Reproduce each of the records below word for word, in the same order.

____ EXERCISE MATERIAL

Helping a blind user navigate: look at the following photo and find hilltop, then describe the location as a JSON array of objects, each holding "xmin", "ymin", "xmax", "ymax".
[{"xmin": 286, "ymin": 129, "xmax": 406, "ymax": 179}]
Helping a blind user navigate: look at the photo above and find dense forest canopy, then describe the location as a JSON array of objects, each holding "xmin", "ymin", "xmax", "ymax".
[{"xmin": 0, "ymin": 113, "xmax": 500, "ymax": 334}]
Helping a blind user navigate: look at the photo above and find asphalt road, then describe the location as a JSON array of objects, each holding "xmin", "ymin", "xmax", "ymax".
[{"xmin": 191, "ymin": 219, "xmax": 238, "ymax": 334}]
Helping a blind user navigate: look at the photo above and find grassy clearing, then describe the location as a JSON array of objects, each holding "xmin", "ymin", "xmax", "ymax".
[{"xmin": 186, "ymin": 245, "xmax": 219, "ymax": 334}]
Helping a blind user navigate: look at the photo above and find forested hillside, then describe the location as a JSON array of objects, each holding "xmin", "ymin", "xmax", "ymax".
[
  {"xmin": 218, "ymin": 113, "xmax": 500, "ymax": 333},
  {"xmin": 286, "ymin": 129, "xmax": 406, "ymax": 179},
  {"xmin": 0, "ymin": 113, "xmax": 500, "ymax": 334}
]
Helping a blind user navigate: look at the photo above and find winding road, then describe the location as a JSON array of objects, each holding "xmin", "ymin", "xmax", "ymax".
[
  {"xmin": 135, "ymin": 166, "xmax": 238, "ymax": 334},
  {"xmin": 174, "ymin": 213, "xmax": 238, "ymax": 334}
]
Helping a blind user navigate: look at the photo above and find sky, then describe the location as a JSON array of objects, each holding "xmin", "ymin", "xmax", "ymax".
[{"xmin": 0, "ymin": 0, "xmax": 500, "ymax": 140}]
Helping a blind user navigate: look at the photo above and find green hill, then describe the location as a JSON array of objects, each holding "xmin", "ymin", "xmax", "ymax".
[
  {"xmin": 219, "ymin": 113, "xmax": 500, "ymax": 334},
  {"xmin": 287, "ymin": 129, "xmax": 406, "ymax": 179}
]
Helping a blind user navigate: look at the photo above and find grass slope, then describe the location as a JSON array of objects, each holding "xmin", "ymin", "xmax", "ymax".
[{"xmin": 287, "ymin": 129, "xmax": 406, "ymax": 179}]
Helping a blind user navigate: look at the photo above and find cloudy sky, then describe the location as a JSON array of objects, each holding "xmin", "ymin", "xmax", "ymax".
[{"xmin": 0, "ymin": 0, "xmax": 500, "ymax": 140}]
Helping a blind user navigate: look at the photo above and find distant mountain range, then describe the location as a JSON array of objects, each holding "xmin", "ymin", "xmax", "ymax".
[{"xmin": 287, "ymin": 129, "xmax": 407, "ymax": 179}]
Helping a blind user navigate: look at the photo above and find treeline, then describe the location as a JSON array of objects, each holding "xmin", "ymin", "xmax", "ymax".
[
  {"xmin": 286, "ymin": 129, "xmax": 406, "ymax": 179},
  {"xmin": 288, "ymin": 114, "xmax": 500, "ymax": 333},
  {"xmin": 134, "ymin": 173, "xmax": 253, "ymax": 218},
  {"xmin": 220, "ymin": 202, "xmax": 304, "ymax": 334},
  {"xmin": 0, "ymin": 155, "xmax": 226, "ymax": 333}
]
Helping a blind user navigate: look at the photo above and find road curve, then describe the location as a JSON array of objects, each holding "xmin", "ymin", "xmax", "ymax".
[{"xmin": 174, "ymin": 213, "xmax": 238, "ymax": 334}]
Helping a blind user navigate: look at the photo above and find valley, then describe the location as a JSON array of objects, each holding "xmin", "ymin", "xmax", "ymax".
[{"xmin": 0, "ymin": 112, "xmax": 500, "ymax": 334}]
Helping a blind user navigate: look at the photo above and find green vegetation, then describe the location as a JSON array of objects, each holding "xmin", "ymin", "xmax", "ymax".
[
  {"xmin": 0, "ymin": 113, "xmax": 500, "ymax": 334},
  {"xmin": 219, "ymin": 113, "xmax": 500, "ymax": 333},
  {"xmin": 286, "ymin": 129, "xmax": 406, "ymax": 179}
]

________

FULL ANSWER >>
Helping a blind user navigate: look at the following photo and find hilltop, then describe the location as a JSON array of objects, each holding "xmin", "ymin", "xmax", "ymax".
[{"xmin": 286, "ymin": 129, "xmax": 406, "ymax": 179}]
Helping a blind user navigate: look at the photo above and find dense forest canopy, then describe the location as a JSON array of objects, each holding "xmin", "ymin", "xmax", "ymax".
[{"xmin": 0, "ymin": 113, "xmax": 500, "ymax": 334}]
Helping a blind user navigate: look at the photo above and find asphalt road, then describe the location as a JSON array of objects, each holding "xmin", "ymin", "xmax", "ymax".
[{"xmin": 191, "ymin": 219, "xmax": 238, "ymax": 334}]
Helping a blind user navigate: look at the photo above and find grassy clearing, then describe the location as a JSON array of objects, each holding "xmin", "ymin", "xmax", "ymax".
[{"xmin": 186, "ymin": 245, "xmax": 219, "ymax": 334}]
Helping a blind user navigate: look at the photo above and find forested hillside, then describe the location as a JSON array of objects, each holding "xmin", "ymin", "xmax", "ymax".
[
  {"xmin": 218, "ymin": 113, "xmax": 500, "ymax": 333},
  {"xmin": 286, "ymin": 129, "xmax": 406, "ymax": 179},
  {"xmin": 0, "ymin": 113, "xmax": 500, "ymax": 334}
]
Helping a blind user navigate: look at the photo above and find winding road, then describe the location as a JSON array of objects, each holding "xmin", "ymin", "xmax", "ymax".
[
  {"xmin": 135, "ymin": 166, "xmax": 238, "ymax": 334},
  {"xmin": 174, "ymin": 213, "xmax": 238, "ymax": 334}
]
Helping a blind user navigate: look at the photo above and find sky, then describe the location as a JSON array of objects, each holding "xmin", "ymin", "xmax", "ymax".
[{"xmin": 0, "ymin": 0, "xmax": 500, "ymax": 140}]
Helping a blind user navigate: look at the photo above and find green hill, then describe the location as a JSON array of objects, each holding "xmin", "ymin", "xmax", "ymax".
[
  {"xmin": 219, "ymin": 113, "xmax": 500, "ymax": 334},
  {"xmin": 287, "ymin": 129, "xmax": 406, "ymax": 179}
]
Helping a blind user navigate: look at the photo above and find grass slope, then describe the location as a JSON array of objects, each holding "xmin", "ymin", "xmax", "ymax".
[{"xmin": 287, "ymin": 129, "xmax": 406, "ymax": 179}]
Helping a blind user navigate: look at the photo above and find cloudy sky, then describe the location as a JSON array of objects, each holding "xmin", "ymin", "xmax", "ymax".
[{"xmin": 0, "ymin": 0, "xmax": 500, "ymax": 140}]
Helping a blind user navigate: look at the photo above and find distant mountain range, then describe the location as a JSON array of objects, each holding "xmin", "ymin", "xmax", "ymax".
[{"xmin": 287, "ymin": 129, "xmax": 407, "ymax": 179}]
Helping a blind user navigate: look at the photo above and find treeline, then describe the location as a JSON array of objects, each holding "xmin", "ymin", "xmax", "ymax".
[
  {"xmin": 286, "ymin": 129, "xmax": 406, "ymax": 179},
  {"xmin": 288, "ymin": 114, "xmax": 500, "ymax": 333},
  {"xmin": 134, "ymin": 173, "xmax": 253, "ymax": 218},
  {"xmin": 220, "ymin": 202, "xmax": 304, "ymax": 334},
  {"xmin": 0, "ymin": 155, "xmax": 226, "ymax": 333}
]
Helping a blind user navigate: look at the photo above and find road curve, then describe the location as a JSON array of objects, each holding "xmin", "ymin", "xmax", "ymax".
[{"xmin": 174, "ymin": 213, "xmax": 238, "ymax": 334}]
Helping a blind user navigate: look at the photo above and find valley, then describe the location as a JSON array of objects, each holding "xmin", "ymin", "xmax", "ymax".
[{"xmin": 0, "ymin": 112, "xmax": 500, "ymax": 334}]
Helping a blind user navigate: look at the photo above and find green vegetation, then describe the location as a JSON array of objects, each holding "xmin", "ymin", "xmax", "ymax".
[
  {"xmin": 0, "ymin": 113, "xmax": 500, "ymax": 334},
  {"xmin": 219, "ymin": 113, "xmax": 500, "ymax": 333},
  {"xmin": 286, "ymin": 129, "xmax": 406, "ymax": 179}
]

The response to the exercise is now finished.